**Exercise**.
Exact repetition of every entry is required.

**Supplied material**.
================================

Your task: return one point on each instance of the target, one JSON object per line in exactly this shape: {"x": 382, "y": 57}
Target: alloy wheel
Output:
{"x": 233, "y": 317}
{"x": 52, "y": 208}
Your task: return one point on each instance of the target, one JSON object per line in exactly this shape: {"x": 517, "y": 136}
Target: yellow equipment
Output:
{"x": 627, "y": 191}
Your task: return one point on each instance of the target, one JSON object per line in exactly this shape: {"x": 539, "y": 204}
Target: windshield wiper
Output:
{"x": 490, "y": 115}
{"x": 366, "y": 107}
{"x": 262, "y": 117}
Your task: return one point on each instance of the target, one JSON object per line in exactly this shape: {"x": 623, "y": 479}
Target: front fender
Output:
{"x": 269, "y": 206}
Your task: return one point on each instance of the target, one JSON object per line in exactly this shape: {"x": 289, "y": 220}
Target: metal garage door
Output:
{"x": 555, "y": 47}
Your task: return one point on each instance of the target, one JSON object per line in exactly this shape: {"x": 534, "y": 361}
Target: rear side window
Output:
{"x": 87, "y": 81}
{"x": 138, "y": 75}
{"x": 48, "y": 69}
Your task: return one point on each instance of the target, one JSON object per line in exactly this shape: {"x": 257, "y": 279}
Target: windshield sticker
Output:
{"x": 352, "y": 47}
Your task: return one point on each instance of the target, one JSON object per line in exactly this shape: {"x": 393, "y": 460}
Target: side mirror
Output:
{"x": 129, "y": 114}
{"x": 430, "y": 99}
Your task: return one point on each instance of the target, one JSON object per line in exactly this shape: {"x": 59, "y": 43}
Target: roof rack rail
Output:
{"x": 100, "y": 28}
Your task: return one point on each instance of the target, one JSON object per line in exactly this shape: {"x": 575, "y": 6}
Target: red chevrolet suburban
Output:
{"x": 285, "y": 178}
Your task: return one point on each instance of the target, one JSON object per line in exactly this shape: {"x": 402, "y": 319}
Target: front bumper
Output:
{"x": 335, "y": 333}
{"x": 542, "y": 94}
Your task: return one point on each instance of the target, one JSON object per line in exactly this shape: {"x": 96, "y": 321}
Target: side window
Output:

================================

**Response to this exercise**.
Your task: return one point on each instance of the target, one JSON object per line in exactly this shape: {"x": 382, "y": 57}
Target: alloy wheel
Output:
{"x": 233, "y": 317}
{"x": 52, "y": 208}
Your task: return one point on each instance of the target, one JSON object per line in exactly this shape: {"x": 517, "y": 136}
Target: yellow equipment
Output:
{"x": 627, "y": 191}
Your task: return one point on each instance of the target, one JSON object per line in exactly this shape: {"x": 539, "y": 204}
Target: windshield wiper
Output:
{"x": 490, "y": 115}
{"x": 366, "y": 107}
{"x": 262, "y": 117}
Your task: return one point on each instance of the target, one JSON object per line in exactly this shape: {"x": 623, "y": 479}
Target: front fender
Output:
{"x": 269, "y": 206}
Your task: return one point on each instance of the target, one JSON object per line in exactly this shape: {"x": 289, "y": 220}
Target: metal garage door
Output:
{"x": 555, "y": 47}
Your task: return one point on each instance of the target, one JSON object per line in exactly this shape: {"x": 534, "y": 361}
Target: rear side window
Output:
{"x": 87, "y": 81}
{"x": 138, "y": 75}
{"x": 48, "y": 69}
Your task: return one point on each instance of the target, one JSON object per line in exactly this shape: {"x": 257, "y": 279}
Target: windshield sticker
Output:
{"x": 352, "y": 47}
Your task: return one point on each instance of the target, one JSON object per line in exactly this shape: {"x": 393, "y": 460}
Target: side mirror
Output:
{"x": 129, "y": 114}
{"x": 430, "y": 99}
Your task: return one point on each instance of the target, one JSON object per line in exactly this shape: {"x": 59, "y": 43}
Target: roof rack rail
Output:
{"x": 100, "y": 28}
Your task: return one point on each instance of the target, one JSON object per line in exactly this shape: {"x": 575, "y": 6}
Target: red chevrolet suburban
Output:
{"x": 285, "y": 178}
Your task: return one point on each instance of the target, one JSON object per line in exactly this shape: {"x": 402, "y": 319}
Target: front bumper
Output:
{"x": 335, "y": 333}
{"x": 542, "y": 94}
Your task: return one point on each instance of the target, one JSON object per line in exactly this shape: {"x": 96, "y": 321}
Target: side window
Output:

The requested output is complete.